-- WHAT YOU HAVE TO DO --
Using the interview, answer these:
1. What topic did the writer focus on as a Juanita Bryan CSW Scholar with WomenNC?
2. Whom did the writer talk to during Learning Lab II?
3. To which country did the writer travel as a National Institutes of Health fellow, and what was researched there?

How did you decide what you want to research and how you want to shape your career? Which experiences and mentors have been influential in guiding you along the way?

My senior year was the first time that I got to pick a research topic as an undergraduate. I chose to focus on trans-inclusive healthcare at the 16 UNC System universities as a Juanita Bryan CSW Scholar with WomenNC. I was inspired to do this project after working in Student Government during my junior year and learning that the UNC Board of Governors had banned gender-inclusive housing. I was curious how these kinds of policies translated into our on-campus health resources and was able to present at RTI as well as at the virtual United Nations Commission on the Status of Women. I like my research topics to promote health equity because not everyone has access to health care and bias significantly affects the medical care that different patients receive. 

Park Scholarships helped give me the confidence to pursue unique opportunities and make interesting connections. During Learning Lab II, I talked to Maggie Linak ’06 who worked at the U.S. Agency for International Development (USAID). She encouraged me to apply to be a Virtual Student Federal Service intern and this helped me gain experience working for the federal government while living in North Carolina. I have also used the “Get Your Luck” exercise to reach out to people on LinkedIn to learn about their journeys — this helped me become a SustainUS Youth delegate and attend the United Nations Conference of the Parties in Katowice, Poland my junior year. NC State and Park Scholarships have provided me with so many mentors and life-long friends who have helped me as I followed new paths, learned about new interests, and graduated with two degrees. 

My key mentors have been my Park mentor Jane Hoppin, my global public health professor/Student Health Services Director Julie Casani, my National Academy of Engineering Grand Challenge mentor Javon Adams, and the Park Scholarships staff! 

What advice do you have for Park Scholars?

Understand the importance of exposing yourself to different perspectives and sharing what you’ve learned, whether that means reading research from other disciplines, taking an interdisciplinary course, or looking at news sites from other countries. You never know when this knowledge can be useful in your career. There are many times in meetings when I’ll bring new ideas that others haven’t thought about or the reverse, and this is only the case because I am always learning new things and unafraid to share them. 

Be open to any internship as they all have something to teach you and use whatever connections you have — even a one-day guest lecturer. If you want a specific internship, search until you find it. Last year, I wanted to work on public health abroad and kept researching until I fortunately found and was chosen to be a National Institutes of Health Minority Health and Health Disparities International Research Training Fellow. I traveled to Armenia where I researched thyroid disease. If you’re struggling to find an internship, use this time to develop a new skill, create a project you’ve always wanted to or reach out to new connections like different professors and professionals to see if they’ll have remote opportunities you can join or interview them to learn about their path.

-- DATASET EXCERPTS --
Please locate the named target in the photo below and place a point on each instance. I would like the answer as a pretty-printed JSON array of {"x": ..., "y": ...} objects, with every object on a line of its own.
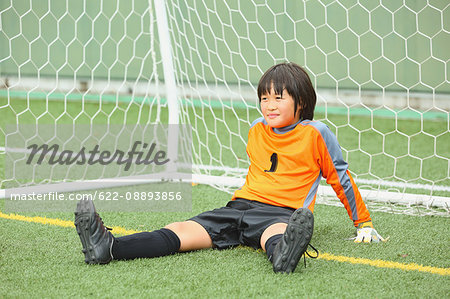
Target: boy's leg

---

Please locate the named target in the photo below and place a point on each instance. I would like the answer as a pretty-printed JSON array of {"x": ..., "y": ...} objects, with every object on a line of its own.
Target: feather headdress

---

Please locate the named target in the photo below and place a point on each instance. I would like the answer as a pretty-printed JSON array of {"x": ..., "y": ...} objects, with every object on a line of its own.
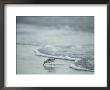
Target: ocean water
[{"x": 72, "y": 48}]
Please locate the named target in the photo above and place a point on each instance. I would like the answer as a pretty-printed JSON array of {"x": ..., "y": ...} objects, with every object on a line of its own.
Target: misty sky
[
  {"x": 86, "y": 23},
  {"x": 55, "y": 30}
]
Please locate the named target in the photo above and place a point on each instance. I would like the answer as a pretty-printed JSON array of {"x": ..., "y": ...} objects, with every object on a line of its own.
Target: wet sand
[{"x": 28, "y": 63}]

-- RESPONSE --
1. Trans-inclusive healthcare at the 16 UNC System universities.
2. Maggie Linak ’06, who worked at the U.S. Agency for International Development (USAID).
3. Armenia, where the writer researched thyroid disease.